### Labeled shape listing
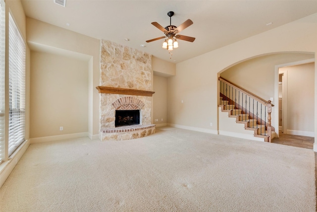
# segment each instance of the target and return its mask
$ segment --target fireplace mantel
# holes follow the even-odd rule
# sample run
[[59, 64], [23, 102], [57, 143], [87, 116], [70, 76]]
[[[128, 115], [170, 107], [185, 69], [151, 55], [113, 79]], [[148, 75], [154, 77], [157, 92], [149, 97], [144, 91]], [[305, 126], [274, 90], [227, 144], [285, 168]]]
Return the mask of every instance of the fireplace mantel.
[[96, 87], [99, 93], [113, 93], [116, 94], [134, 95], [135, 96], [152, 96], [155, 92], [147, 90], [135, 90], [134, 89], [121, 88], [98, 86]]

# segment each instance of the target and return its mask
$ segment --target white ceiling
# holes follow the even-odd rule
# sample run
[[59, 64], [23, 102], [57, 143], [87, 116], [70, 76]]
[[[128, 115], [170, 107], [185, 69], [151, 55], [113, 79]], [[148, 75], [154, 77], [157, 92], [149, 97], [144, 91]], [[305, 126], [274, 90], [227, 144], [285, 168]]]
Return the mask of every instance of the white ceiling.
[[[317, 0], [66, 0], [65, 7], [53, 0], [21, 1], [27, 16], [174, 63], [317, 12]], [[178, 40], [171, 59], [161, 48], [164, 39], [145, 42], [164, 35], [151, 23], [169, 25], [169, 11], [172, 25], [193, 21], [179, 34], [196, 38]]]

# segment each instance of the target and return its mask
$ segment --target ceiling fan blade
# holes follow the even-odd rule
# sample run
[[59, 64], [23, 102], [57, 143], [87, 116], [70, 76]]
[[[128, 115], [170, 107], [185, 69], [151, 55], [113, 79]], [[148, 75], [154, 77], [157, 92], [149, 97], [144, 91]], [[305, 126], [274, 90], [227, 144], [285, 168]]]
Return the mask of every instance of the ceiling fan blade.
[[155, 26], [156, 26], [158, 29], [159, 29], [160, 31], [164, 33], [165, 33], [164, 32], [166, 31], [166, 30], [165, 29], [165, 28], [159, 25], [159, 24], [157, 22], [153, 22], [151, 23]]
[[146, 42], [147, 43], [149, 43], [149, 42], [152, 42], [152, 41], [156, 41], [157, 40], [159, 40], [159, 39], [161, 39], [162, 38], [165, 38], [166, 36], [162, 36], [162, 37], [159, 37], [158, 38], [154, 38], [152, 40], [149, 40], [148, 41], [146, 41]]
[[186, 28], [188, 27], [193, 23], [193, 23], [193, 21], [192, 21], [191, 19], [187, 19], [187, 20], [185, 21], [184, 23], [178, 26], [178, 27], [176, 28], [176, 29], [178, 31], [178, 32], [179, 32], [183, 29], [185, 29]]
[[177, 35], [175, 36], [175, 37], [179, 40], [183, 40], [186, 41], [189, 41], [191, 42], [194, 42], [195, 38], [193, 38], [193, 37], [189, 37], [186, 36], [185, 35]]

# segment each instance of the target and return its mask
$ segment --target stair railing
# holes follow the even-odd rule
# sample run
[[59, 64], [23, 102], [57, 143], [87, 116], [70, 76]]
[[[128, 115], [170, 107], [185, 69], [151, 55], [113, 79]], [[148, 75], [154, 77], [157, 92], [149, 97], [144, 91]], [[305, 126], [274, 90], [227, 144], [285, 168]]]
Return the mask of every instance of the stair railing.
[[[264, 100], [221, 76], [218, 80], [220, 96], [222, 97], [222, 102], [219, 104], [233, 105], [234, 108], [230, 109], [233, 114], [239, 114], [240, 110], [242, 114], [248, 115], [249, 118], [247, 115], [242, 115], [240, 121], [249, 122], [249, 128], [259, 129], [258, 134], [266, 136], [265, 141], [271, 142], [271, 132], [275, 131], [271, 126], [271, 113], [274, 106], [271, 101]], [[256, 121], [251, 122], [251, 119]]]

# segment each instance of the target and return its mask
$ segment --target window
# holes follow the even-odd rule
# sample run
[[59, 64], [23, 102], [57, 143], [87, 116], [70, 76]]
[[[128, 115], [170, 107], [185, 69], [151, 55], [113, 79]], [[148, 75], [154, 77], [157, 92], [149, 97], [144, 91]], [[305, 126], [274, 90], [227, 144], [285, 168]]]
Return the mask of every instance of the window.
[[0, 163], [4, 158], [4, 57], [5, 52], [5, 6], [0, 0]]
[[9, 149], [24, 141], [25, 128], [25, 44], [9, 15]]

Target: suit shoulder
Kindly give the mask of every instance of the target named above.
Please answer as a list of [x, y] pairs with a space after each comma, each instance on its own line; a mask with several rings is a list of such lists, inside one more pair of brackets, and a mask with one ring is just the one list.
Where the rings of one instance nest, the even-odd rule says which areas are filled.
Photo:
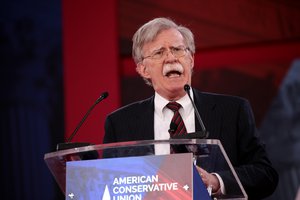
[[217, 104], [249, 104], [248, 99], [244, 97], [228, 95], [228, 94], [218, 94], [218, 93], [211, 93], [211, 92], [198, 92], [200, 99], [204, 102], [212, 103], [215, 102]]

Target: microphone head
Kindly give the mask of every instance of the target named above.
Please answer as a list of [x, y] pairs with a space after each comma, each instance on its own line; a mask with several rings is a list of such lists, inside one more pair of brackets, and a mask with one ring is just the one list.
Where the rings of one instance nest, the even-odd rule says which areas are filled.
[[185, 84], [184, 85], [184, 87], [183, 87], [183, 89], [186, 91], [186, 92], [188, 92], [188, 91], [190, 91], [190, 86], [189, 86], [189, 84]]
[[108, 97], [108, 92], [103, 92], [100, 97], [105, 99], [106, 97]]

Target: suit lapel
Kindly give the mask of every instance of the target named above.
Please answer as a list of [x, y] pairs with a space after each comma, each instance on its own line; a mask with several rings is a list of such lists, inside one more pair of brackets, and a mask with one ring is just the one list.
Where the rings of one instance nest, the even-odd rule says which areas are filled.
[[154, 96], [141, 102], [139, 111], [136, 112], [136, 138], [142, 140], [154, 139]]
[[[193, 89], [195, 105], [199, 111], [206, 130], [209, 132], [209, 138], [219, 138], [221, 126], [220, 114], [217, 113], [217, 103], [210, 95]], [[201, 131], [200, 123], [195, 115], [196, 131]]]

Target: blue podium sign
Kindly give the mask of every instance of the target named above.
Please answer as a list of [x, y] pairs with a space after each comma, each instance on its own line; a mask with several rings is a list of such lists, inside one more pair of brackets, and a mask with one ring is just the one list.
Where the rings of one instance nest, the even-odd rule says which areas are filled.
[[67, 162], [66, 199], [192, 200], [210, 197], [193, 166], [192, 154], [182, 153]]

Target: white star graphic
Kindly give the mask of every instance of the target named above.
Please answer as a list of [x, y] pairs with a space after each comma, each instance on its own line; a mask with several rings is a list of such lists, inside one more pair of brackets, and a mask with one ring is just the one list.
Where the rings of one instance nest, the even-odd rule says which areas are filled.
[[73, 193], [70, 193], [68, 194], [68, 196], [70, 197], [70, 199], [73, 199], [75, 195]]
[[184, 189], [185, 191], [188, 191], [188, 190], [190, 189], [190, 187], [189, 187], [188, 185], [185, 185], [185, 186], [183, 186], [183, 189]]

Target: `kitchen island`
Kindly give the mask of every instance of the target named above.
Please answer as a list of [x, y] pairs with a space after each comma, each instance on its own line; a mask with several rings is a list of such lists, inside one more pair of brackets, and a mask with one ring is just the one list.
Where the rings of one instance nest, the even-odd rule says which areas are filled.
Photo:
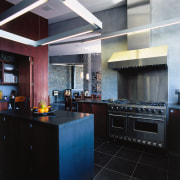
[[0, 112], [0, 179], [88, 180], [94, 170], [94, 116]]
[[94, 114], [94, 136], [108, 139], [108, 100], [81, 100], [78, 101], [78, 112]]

==

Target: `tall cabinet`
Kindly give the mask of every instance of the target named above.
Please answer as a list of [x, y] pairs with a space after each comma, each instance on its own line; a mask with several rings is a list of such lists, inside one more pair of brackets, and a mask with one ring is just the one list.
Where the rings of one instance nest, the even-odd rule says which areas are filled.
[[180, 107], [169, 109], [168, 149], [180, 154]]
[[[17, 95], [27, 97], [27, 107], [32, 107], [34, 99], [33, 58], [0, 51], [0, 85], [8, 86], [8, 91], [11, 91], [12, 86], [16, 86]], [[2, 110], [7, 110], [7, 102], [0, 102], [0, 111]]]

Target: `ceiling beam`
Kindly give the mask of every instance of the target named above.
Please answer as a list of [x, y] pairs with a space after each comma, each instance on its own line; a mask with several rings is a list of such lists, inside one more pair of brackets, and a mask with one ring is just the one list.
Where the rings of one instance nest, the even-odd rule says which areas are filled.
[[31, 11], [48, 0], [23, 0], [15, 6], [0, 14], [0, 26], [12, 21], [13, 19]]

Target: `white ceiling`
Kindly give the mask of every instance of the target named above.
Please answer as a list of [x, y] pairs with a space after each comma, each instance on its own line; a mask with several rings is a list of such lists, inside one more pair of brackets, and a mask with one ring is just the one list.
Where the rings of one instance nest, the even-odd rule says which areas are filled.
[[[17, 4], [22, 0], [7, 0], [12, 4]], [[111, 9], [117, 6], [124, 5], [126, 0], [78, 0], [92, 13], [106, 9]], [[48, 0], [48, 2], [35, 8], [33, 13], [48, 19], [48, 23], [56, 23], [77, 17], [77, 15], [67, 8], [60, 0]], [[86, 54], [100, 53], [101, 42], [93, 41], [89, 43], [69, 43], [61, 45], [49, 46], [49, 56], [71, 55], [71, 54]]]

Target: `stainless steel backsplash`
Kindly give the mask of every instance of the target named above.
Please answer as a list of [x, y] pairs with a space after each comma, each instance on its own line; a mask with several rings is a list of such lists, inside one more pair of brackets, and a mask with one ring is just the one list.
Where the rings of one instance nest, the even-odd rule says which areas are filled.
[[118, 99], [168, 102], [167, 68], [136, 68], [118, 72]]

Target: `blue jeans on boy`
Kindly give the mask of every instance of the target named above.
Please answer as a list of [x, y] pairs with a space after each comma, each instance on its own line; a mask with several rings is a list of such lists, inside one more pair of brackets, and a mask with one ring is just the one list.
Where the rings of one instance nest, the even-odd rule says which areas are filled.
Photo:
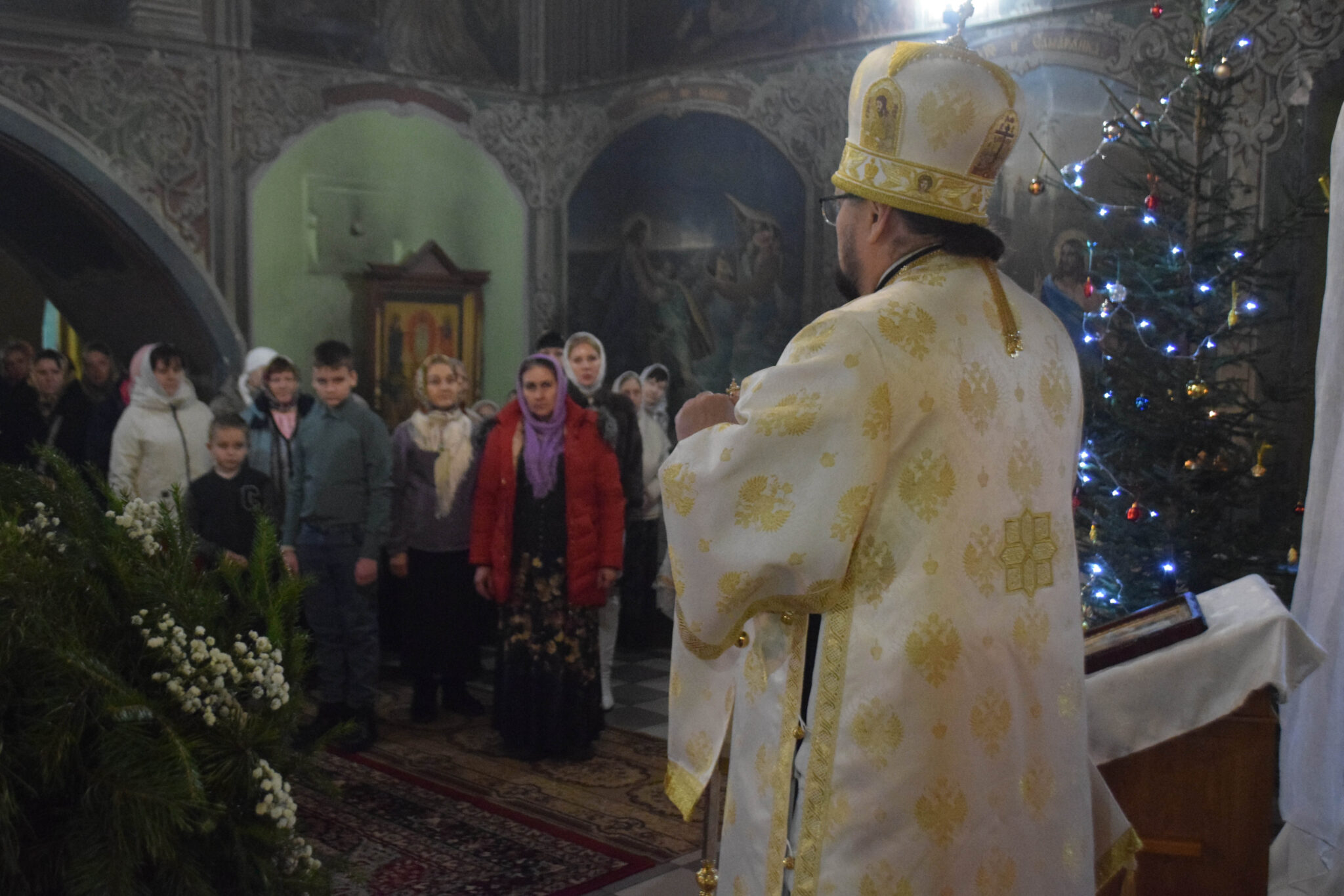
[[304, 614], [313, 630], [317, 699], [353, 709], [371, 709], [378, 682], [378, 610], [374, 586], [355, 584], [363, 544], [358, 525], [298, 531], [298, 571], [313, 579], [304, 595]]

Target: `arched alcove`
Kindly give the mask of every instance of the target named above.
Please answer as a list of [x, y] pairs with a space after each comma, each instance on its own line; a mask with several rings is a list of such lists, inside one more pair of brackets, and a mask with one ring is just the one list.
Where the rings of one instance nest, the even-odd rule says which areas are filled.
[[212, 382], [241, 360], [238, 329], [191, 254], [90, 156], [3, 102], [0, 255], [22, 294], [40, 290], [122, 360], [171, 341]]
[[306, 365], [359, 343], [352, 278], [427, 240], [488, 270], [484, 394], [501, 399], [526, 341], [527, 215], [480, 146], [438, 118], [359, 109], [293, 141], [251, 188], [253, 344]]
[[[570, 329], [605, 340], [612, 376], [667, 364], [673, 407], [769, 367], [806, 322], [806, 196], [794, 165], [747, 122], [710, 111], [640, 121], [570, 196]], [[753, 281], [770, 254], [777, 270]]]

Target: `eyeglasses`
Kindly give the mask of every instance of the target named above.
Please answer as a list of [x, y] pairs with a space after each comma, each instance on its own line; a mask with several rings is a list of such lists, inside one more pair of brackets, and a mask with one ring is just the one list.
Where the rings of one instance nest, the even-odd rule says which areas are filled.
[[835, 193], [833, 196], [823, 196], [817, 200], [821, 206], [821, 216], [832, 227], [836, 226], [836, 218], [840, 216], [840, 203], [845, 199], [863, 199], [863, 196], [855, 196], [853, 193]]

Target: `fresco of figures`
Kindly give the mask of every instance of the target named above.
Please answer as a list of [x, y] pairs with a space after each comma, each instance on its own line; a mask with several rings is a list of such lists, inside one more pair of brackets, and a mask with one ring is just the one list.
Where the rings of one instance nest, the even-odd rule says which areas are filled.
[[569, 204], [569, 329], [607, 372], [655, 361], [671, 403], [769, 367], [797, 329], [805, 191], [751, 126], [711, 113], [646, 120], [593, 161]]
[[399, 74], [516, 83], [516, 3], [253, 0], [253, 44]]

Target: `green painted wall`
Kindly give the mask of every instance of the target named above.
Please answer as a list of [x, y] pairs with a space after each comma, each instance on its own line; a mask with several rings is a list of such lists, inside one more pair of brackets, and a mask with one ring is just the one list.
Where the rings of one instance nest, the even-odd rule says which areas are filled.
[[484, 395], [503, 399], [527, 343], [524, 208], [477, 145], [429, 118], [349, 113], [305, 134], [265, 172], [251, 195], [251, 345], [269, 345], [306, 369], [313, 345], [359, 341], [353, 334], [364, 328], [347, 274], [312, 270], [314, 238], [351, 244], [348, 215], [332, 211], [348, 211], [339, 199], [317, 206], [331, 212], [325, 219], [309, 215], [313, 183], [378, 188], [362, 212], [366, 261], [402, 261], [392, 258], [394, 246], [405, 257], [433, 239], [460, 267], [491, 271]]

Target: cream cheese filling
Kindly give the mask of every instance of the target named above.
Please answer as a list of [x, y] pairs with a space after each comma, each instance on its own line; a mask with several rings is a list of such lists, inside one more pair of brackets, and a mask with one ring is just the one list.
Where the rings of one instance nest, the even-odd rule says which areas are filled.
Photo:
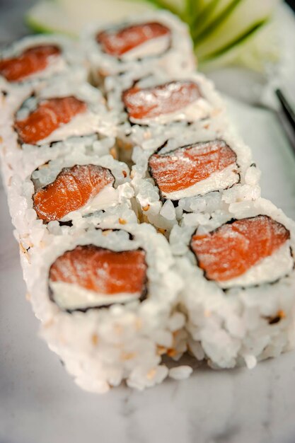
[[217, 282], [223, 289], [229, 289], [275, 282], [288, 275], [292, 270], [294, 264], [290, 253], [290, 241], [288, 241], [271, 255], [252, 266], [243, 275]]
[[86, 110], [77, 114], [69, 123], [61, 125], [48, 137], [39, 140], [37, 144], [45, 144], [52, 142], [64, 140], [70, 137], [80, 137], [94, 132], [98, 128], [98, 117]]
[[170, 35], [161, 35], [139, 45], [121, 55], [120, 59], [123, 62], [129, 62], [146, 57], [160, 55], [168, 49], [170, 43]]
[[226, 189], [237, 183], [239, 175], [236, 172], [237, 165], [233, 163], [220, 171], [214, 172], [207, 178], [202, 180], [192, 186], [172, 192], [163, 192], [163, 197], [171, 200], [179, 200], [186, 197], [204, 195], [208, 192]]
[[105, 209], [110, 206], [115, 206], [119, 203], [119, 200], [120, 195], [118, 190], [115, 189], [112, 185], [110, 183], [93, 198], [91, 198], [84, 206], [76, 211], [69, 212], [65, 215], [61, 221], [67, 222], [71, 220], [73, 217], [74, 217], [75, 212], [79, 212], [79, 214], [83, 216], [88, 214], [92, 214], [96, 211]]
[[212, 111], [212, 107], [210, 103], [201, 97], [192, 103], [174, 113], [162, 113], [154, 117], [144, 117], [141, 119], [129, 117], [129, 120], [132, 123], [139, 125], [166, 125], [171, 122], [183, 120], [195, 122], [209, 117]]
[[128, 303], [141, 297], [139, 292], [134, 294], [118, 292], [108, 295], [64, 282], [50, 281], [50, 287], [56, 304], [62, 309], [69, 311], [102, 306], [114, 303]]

* * *

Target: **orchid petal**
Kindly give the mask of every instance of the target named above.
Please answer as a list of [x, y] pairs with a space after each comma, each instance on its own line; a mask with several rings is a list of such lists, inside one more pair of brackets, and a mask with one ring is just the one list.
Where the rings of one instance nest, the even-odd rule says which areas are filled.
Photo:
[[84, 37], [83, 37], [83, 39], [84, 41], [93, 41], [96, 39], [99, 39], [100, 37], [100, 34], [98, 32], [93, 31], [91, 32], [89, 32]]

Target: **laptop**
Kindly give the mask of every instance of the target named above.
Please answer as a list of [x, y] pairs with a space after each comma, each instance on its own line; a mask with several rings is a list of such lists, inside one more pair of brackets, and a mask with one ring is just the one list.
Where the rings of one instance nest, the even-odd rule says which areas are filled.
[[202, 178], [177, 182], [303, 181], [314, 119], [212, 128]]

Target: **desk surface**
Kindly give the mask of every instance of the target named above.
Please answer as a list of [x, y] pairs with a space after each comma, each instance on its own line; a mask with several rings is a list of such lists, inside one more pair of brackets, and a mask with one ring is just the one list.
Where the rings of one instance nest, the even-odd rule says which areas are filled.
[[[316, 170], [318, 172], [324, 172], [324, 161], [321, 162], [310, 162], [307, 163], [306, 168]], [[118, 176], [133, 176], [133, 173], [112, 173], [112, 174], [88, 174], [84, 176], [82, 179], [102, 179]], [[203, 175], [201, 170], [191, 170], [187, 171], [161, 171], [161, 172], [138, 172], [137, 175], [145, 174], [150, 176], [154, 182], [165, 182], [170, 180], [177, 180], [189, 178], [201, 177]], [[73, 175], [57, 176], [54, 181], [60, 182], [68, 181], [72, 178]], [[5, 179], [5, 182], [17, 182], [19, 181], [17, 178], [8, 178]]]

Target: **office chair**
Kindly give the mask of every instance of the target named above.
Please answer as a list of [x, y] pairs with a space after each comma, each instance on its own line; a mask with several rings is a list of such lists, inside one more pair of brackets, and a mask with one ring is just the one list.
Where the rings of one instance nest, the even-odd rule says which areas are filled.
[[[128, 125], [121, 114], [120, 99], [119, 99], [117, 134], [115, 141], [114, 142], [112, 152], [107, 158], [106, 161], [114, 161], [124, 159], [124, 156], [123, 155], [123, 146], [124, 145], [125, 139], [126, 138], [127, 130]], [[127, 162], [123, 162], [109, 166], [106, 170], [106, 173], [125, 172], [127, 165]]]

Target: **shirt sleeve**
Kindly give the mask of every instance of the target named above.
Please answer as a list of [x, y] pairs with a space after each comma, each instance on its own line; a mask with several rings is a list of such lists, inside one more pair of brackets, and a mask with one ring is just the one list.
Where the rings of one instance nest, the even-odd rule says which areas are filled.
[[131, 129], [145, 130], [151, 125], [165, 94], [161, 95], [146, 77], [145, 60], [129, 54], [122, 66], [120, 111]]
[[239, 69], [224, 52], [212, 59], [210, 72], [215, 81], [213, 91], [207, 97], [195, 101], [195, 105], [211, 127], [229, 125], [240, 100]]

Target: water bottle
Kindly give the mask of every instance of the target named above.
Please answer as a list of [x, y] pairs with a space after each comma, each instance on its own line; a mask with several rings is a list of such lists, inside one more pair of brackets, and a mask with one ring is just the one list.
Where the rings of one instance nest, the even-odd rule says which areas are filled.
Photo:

### SET TASK
List every line of the listing above that contains the word "fireplace".

### THE REPLY
$ segment --target fireplace mantel
Return the mask of every instance of the fireplace mantel.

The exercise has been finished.